Page excerpt:
§
Make sure your packaged application is part of your data Webhouse |
|
Welcoming the Packaged App |
|||||
|
|||||||
The tremendous rush toward customer relationship management (CRM), e-business, and business intelligence has brought many end-user departments into the computer marketplace as new customers. This demand is almost entirely great news for us data warehouse and data Webhouse implementers.
We have finally gotten the order to put a data foundation under nearly every business decision and business relationship. Business-to-customer (B2C) and business-to-business (B2B) relationships are both data intensive, and our end-user departments are very aware of this fact. In a sense, with the Web providing a big push recently, business has at last committed heavily to managing by the numbers. Now all we IT folks need to do is build the infrastructure to support this revolution .
Our marketing, sales, finance, and operations department users are in a hurry to keep up with their marketplaces and competition, and they are buying packaged application solutions to satisfy their urgent needs. The heavyweight packaged applications are the ERP systems, many of which were installed prior to the Y2K boundary. But by counting the sheer number of software license sales, the real growth has been at the lower end of the packaged applications market for processes such as sales pipeline and call center management, campaign management, CRM, and business intelligence (BI).
The packaged application providers deliver a very useful service because they have already written the software. But at the same time, these providers may not emphasize the system and interfacing issues that make their applications function in the larger IT context, perhaps to avoid IT scrutiny and the longer sales cycles involved.
Avoid Stovepipe Data Marts
What happens if you fail to welcome the packaged application as a full member of your data Webhouse? The packaged application will become a stovepipe data mart.
§
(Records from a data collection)

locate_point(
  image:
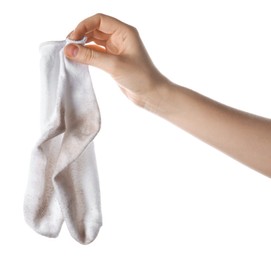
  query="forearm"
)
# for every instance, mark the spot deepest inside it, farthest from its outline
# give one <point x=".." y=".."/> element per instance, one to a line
<point x="241" y="135"/>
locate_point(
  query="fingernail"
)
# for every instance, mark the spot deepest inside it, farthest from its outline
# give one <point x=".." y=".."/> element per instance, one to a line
<point x="72" y="50"/>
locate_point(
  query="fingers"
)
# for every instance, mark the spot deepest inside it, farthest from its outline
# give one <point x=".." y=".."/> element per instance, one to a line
<point x="103" y="23"/>
<point x="90" y="55"/>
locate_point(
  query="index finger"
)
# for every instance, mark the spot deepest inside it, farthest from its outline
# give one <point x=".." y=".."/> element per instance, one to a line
<point x="101" y="22"/>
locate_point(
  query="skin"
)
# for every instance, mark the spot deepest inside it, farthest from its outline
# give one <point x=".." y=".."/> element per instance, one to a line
<point x="117" y="49"/>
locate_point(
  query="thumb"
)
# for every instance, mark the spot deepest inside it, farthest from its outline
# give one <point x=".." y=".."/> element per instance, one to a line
<point x="89" y="56"/>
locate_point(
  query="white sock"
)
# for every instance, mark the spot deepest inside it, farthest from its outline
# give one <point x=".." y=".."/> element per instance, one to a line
<point x="63" y="182"/>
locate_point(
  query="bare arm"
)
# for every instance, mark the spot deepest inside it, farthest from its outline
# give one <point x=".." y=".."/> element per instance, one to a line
<point x="119" y="51"/>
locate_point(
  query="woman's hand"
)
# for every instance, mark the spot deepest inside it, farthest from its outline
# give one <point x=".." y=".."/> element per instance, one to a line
<point x="118" y="50"/>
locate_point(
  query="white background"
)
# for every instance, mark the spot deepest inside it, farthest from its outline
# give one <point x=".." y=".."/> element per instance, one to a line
<point x="165" y="194"/>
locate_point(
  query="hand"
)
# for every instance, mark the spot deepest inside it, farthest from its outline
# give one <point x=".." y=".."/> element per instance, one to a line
<point x="118" y="50"/>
§
Your tasks:
#1 From the article on packaged applications, duplicate the passage starting at "Make sure your" and ending at "data Webhouse implementers.".
#2 Write the next part of the article on packaged applications and the data Webhouse, picking up after its last sentence.
This data has no connection to the article on packaged applications and the data Webhouse.

Expected answers:
#1
Make sure your packaged application is part of your data Webhouse |
|
Welcoming the Packaged App |
|||||
|
|||||||
The tremendous rush toward customer relationship management (CRM), e-business, and business intelligence has brought many end-user departments into the computer marketplace as new customers. This demand is almost entirely great news for us data warehouse and data Webhouse implementers.

#2
Those of us a little long in the tooth have seen this scenario before. Throughout the 1980s, groceries and drug stores sold syndicated scanner data on turnkey hardware directly to retail and manufacturing marketing departments, without IT involvement. Back then, it was a little easier to get away with such a strategy because there were no networks to speak of. But for those of us building the first integrated data warehouses and trying to combine the syndicated data with internal shipments and finance data, it was a nightmare: None of the dimensions in the syndicated data conformed to the internal data.
In the syndicated data, the Time dimension had the grain of quad weeks (four-week intervals unrelated to calendar months), the Product dimension had a vendor-supplied rollup hierarchy, and the Market dimension consisted of about 54 specially constructed markets that did not align with state boundaries. The infamous 54th market was called All Other and comprised all the spaces in between the first 53 markets! I remember being asked (or told outright) on several occasions to bring the syndicated data into the data warehouse, and then deciding that the task was an impossible one.
Conforming dimensions is the key to a successful distributed data Webhouse, and you have to do so from the most granular data during the data preparation phase. For the packaged application data, this process occurs in the back room of the package provider, and for internal company data, it occurs in the backroom data staging area.
Automatic Conforming
Conforming dimensions on the fly where the allocation factors between out-of-conformance data sources are applied at query time has been a dream for many years but is computationally intensive and slows down realtime queries. More seriously, this approach still requires the assignment of hundreds or possibly thousands of allocation factors. For example, you need to decompose time spans that overlap in awkward ways between two data sources to individual days, and then roll them up again. It is rarely satisfactory to assume each day of the week is equal; maybe you do much more business on weekdays than on weekends. We also need to make product hierarchies exactly equivalent between two data sources. The names of categories and departments must be drawn from the same domain, must have the same contents, and must be spelled consistently. Finally, you have to make geographic zones and regions identical in the same way. Conforming incompatible geographies accurately is very interesting because it may involve a sophisticated model of population densities and demographic patterns. Thus, beware of anyone claiming to conform separate data sources without your extensive involvement!
Even if we could conform on the fly, the architecture isnt correct; you would have to re-apply the allocations in each query, repeatedly. You will never have enough computing horsepower to make this goal the best solution.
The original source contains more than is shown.